START Items

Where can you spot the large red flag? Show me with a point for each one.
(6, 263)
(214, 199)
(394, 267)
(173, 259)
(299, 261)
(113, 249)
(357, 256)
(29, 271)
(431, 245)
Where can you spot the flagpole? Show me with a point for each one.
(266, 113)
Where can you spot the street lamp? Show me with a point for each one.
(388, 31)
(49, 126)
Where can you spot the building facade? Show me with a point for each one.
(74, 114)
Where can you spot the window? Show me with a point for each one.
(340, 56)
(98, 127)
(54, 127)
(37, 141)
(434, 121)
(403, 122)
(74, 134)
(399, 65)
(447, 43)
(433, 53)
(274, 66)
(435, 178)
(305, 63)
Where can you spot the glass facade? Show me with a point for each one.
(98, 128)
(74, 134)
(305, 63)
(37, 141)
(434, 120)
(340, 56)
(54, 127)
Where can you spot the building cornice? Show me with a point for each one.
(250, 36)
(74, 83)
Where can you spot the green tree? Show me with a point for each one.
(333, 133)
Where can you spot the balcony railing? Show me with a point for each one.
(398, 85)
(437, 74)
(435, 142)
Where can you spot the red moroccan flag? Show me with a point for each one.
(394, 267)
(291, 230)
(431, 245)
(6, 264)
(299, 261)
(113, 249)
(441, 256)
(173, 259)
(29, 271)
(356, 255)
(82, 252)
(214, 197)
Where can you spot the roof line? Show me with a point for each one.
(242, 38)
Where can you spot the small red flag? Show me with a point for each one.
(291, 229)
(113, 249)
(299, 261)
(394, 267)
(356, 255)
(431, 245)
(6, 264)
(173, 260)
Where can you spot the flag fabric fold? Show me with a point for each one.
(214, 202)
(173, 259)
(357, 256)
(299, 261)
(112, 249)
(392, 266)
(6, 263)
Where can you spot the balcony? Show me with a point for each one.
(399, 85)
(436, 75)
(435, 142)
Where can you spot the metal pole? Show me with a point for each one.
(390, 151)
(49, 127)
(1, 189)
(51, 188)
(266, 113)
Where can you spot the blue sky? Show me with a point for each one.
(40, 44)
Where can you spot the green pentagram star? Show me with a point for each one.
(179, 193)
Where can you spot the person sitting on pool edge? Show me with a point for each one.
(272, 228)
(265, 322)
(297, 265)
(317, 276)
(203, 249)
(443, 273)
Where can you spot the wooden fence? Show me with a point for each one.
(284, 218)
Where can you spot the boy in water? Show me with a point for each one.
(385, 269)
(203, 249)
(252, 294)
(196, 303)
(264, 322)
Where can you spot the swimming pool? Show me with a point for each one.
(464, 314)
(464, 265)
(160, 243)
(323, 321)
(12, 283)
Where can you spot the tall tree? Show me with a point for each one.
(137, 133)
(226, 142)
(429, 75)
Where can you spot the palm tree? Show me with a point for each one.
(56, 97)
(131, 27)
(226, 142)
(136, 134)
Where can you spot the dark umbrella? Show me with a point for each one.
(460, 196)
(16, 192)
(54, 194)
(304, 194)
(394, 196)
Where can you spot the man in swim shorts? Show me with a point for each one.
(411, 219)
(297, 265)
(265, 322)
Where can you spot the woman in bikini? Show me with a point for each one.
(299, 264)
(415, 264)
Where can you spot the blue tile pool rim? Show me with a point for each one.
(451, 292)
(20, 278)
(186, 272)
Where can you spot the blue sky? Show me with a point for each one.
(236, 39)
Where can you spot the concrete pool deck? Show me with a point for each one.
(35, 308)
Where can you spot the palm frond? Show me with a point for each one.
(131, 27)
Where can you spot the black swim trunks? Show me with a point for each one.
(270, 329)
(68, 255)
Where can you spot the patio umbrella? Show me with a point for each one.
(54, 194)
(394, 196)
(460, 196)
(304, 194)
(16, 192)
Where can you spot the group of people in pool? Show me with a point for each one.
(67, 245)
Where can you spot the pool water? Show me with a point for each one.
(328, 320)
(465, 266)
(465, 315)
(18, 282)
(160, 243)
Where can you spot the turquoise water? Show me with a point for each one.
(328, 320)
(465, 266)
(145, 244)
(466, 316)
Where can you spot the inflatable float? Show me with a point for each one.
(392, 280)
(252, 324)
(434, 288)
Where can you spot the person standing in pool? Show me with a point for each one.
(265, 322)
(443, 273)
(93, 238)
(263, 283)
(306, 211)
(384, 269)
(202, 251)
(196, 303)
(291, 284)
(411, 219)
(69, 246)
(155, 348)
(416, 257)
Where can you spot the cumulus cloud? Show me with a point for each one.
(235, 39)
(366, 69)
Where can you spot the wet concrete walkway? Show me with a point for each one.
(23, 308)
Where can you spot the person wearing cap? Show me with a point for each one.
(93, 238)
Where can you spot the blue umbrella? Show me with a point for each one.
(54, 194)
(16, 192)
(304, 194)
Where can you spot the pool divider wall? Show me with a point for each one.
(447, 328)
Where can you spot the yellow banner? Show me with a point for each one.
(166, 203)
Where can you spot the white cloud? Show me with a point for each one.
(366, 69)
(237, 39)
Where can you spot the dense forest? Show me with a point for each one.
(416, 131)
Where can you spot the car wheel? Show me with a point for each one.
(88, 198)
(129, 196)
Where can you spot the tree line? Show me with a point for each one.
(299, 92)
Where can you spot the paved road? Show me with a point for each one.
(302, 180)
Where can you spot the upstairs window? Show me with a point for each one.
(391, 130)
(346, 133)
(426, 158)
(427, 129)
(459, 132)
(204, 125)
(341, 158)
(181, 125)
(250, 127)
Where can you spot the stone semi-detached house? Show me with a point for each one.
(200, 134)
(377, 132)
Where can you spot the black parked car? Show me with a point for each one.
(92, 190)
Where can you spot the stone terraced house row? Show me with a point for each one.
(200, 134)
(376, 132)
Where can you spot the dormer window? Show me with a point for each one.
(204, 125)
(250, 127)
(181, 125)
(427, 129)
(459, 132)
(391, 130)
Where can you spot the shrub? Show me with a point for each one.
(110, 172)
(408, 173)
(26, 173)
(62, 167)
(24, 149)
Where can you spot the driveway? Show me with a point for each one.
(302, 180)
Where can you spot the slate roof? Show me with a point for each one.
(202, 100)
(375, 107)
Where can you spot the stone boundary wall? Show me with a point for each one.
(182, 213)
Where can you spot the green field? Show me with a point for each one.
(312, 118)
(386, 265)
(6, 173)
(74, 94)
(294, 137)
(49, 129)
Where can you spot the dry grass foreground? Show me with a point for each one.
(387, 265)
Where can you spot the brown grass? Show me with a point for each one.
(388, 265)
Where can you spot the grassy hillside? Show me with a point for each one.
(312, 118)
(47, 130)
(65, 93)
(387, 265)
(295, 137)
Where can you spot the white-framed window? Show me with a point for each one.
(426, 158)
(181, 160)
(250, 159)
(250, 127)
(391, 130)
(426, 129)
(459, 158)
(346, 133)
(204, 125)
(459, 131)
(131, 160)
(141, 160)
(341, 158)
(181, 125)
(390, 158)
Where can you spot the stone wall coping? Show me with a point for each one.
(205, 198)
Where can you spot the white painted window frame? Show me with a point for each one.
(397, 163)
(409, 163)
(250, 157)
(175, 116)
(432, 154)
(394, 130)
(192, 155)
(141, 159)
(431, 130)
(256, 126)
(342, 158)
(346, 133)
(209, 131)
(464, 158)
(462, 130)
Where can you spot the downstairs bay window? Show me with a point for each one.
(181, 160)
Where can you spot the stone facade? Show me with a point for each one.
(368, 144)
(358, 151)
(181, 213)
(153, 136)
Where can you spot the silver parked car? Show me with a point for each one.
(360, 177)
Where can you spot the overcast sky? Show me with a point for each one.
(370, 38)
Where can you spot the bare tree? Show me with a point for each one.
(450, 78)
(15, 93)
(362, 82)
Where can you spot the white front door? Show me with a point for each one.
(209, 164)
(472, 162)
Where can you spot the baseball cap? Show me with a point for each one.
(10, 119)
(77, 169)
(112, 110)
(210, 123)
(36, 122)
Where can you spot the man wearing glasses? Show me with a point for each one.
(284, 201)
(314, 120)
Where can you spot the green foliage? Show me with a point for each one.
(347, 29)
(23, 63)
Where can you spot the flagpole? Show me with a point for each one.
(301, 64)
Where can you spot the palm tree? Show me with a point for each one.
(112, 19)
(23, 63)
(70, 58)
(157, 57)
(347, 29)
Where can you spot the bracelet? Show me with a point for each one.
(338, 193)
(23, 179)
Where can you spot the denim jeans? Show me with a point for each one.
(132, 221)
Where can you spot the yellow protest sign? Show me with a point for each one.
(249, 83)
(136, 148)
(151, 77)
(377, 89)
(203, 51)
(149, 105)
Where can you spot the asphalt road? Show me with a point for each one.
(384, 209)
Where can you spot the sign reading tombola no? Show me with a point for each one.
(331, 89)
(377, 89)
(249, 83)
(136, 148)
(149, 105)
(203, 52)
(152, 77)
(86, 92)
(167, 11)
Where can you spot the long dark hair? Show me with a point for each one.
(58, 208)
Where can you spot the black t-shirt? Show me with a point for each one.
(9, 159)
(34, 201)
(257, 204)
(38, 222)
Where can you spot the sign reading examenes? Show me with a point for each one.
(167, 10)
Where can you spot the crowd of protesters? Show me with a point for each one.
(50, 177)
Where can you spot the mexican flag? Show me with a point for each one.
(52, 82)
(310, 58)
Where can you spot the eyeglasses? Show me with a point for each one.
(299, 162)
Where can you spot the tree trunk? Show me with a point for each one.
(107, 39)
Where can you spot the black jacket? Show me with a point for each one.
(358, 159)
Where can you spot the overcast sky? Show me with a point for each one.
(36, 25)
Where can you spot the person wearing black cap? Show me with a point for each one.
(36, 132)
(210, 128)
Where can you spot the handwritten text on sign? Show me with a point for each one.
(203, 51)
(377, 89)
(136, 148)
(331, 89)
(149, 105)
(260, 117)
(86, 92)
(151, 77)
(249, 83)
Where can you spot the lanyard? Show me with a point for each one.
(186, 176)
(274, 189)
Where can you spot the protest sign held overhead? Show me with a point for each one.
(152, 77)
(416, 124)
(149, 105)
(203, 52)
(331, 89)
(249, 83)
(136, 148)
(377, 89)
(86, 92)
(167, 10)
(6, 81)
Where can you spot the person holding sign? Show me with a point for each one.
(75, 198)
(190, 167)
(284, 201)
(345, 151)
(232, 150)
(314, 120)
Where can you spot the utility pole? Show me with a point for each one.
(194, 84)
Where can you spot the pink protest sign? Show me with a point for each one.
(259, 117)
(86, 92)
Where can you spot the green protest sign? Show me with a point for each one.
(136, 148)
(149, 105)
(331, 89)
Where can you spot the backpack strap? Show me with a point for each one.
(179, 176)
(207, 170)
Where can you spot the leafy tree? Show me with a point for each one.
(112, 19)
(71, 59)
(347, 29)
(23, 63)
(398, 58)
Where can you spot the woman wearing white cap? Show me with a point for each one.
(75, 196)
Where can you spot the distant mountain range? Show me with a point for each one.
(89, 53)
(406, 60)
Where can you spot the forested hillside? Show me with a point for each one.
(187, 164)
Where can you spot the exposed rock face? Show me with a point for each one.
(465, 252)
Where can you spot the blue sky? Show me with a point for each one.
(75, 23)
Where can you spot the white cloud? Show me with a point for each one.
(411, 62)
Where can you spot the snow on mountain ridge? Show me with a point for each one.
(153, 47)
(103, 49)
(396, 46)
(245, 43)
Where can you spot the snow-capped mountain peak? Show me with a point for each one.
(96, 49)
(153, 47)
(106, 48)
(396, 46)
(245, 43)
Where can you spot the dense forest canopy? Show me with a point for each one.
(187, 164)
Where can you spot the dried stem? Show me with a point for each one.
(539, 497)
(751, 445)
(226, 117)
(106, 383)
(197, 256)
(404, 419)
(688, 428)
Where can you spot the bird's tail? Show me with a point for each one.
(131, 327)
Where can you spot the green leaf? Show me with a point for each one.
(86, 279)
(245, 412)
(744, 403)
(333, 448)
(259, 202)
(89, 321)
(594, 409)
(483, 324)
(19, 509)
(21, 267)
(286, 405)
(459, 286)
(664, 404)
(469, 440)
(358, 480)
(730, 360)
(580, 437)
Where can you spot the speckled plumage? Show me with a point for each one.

END Items

Extract, exactly as they appear, the lines from the one containing "Where can you spot the snow-capped" through the final line.

Where can you spot the snow-capped mountain peak? Show me with a point for each one.
(96, 49)
(153, 47)
(106, 48)
(396, 46)
(245, 43)
Where can you spot the dense forest canopy? Show me with a point for each one.
(187, 164)
Where can you spot the dried stem? Show me with a point for each one.
(539, 497)
(751, 445)
(226, 117)
(106, 383)
(197, 256)
(404, 419)
(688, 428)
Where can you spot the bird's tail? Show me with a point for each one.
(131, 327)
Where can you spot the green leaf? Show me with a point for each one.
(86, 279)
(245, 412)
(744, 403)
(333, 448)
(259, 202)
(89, 321)
(594, 409)
(483, 324)
(19, 509)
(21, 267)
(286, 405)
(459, 286)
(664, 404)
(469, 440)
(358, 480)
(730, 360)
(580, 437)
Where can you spot the speckled plumage? Show me with a point for each one.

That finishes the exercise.